** Available records follows **

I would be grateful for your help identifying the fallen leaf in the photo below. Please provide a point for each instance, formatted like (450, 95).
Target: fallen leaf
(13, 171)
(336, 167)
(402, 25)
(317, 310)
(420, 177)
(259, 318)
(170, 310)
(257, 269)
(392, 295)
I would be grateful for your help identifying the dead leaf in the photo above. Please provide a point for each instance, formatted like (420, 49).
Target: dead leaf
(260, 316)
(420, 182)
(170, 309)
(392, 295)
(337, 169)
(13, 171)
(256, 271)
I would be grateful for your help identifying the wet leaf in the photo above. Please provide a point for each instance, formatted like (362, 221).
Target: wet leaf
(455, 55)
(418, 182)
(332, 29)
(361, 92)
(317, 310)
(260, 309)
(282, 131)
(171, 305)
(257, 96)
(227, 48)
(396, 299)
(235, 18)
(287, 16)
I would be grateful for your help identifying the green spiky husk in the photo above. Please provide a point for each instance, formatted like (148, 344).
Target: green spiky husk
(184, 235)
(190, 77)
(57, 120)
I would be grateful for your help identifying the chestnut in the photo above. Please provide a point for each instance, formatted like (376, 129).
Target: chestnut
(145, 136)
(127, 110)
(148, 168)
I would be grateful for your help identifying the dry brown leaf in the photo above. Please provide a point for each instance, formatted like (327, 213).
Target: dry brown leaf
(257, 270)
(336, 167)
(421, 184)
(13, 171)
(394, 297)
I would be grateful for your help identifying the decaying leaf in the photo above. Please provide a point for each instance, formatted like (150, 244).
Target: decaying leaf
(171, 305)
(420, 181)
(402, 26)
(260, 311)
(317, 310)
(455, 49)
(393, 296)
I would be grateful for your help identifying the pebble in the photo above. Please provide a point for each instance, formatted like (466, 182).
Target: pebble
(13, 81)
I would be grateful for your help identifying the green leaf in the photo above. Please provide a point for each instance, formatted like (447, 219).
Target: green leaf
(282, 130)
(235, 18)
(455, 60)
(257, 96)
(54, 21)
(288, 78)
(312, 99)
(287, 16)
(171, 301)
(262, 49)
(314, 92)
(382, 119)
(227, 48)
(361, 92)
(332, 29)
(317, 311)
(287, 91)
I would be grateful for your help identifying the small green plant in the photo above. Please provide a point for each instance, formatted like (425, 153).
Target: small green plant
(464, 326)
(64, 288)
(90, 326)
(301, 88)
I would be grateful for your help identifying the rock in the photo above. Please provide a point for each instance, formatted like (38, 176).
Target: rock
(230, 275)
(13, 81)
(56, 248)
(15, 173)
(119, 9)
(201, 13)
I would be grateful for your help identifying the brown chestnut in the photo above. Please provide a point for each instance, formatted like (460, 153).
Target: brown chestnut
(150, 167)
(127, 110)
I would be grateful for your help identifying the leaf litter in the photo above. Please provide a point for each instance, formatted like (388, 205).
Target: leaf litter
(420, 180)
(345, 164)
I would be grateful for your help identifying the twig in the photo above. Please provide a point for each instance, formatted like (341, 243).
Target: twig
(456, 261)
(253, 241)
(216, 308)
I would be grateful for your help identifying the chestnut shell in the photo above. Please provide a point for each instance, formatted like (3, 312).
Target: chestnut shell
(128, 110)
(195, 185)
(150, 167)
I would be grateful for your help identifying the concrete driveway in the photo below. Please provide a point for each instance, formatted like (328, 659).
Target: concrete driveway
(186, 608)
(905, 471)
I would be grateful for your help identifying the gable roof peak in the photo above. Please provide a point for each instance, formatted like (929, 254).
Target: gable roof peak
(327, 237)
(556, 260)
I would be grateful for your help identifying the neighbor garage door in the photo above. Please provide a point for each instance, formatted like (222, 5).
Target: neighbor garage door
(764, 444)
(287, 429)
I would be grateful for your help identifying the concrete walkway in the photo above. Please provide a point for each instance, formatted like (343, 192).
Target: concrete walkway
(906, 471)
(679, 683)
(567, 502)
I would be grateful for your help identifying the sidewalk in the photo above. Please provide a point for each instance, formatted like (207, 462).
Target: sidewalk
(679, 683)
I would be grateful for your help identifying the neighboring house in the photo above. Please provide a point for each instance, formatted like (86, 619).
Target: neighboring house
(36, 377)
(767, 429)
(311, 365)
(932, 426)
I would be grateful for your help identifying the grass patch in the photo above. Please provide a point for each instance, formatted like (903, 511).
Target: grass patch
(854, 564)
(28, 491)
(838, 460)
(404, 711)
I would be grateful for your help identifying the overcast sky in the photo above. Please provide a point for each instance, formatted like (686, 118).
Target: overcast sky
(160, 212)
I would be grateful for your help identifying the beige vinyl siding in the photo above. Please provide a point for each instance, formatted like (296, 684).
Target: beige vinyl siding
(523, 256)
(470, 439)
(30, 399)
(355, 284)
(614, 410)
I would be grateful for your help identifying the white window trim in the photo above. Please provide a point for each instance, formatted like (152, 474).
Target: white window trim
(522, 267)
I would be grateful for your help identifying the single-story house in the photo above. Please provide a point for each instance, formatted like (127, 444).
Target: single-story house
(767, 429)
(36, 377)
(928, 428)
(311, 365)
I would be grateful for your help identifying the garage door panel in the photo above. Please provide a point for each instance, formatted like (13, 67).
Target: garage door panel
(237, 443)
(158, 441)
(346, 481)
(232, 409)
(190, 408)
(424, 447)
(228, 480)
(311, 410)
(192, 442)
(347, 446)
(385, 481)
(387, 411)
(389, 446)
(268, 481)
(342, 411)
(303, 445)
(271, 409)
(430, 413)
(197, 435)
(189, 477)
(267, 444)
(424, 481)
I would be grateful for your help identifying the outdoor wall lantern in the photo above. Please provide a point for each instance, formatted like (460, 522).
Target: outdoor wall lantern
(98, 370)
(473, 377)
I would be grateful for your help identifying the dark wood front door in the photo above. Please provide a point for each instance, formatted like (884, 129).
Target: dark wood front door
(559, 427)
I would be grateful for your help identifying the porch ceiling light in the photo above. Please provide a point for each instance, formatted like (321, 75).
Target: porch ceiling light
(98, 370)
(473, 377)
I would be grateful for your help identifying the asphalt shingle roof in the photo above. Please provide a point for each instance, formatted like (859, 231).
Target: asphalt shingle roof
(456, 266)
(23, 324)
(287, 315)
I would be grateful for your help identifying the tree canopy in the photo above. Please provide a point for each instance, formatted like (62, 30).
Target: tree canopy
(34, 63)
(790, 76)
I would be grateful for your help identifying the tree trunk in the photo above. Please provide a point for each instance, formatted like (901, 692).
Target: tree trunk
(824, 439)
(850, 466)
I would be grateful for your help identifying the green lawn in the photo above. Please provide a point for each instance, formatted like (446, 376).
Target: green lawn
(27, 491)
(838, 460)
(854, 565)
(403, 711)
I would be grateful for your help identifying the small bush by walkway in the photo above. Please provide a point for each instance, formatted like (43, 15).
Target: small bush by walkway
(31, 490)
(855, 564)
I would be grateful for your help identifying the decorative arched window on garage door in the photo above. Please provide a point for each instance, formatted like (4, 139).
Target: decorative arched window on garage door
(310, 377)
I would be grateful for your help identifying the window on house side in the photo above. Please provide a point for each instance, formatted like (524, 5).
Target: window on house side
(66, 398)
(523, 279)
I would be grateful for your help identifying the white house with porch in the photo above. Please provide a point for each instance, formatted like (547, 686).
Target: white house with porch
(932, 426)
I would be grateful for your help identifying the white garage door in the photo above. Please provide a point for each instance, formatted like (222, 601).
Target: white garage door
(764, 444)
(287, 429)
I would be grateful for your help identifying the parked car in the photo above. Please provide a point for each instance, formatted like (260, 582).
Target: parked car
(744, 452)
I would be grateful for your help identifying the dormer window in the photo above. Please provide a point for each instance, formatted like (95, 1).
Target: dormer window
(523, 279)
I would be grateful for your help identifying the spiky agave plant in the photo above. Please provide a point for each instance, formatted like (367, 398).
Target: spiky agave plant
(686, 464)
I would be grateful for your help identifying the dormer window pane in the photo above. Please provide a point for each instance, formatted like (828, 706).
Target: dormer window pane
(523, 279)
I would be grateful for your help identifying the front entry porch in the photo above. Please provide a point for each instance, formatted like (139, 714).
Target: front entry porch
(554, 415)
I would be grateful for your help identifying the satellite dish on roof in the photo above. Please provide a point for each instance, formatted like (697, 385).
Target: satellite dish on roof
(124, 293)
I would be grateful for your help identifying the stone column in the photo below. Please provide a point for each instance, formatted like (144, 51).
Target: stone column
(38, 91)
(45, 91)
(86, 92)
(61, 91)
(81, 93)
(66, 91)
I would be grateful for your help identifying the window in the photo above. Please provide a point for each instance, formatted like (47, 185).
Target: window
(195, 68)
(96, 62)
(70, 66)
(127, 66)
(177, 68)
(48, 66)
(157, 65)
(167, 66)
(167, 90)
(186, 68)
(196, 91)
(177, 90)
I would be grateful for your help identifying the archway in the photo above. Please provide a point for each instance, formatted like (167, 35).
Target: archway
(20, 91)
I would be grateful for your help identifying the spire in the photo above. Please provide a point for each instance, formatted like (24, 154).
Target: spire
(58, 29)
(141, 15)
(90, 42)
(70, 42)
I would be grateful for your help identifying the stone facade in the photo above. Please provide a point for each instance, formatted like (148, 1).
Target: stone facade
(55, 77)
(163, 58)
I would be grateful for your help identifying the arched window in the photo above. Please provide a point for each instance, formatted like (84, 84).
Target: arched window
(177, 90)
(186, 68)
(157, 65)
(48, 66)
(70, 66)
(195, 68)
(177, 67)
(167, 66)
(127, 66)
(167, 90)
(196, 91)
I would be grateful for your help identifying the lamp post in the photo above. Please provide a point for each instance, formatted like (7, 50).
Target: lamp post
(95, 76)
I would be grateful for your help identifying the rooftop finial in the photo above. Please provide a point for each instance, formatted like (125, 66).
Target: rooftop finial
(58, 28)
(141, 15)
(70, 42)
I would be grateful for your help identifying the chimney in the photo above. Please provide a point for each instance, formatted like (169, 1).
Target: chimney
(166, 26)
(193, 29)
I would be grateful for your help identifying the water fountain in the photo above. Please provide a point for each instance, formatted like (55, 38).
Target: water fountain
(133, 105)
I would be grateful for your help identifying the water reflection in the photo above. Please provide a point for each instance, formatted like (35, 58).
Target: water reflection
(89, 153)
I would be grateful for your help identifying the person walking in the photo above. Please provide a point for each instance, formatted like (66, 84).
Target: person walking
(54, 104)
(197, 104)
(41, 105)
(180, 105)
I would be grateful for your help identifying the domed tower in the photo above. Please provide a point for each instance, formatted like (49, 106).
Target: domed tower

** End of Available records **

Goal of the exercise
For the string "domed", go through the entries above and copy each line where it occurs.

Response below
I would be grateful for your help identifying the domed tower in the photo above. Please provide a point for each instance, formatted like (49, 106).
Target: domed tower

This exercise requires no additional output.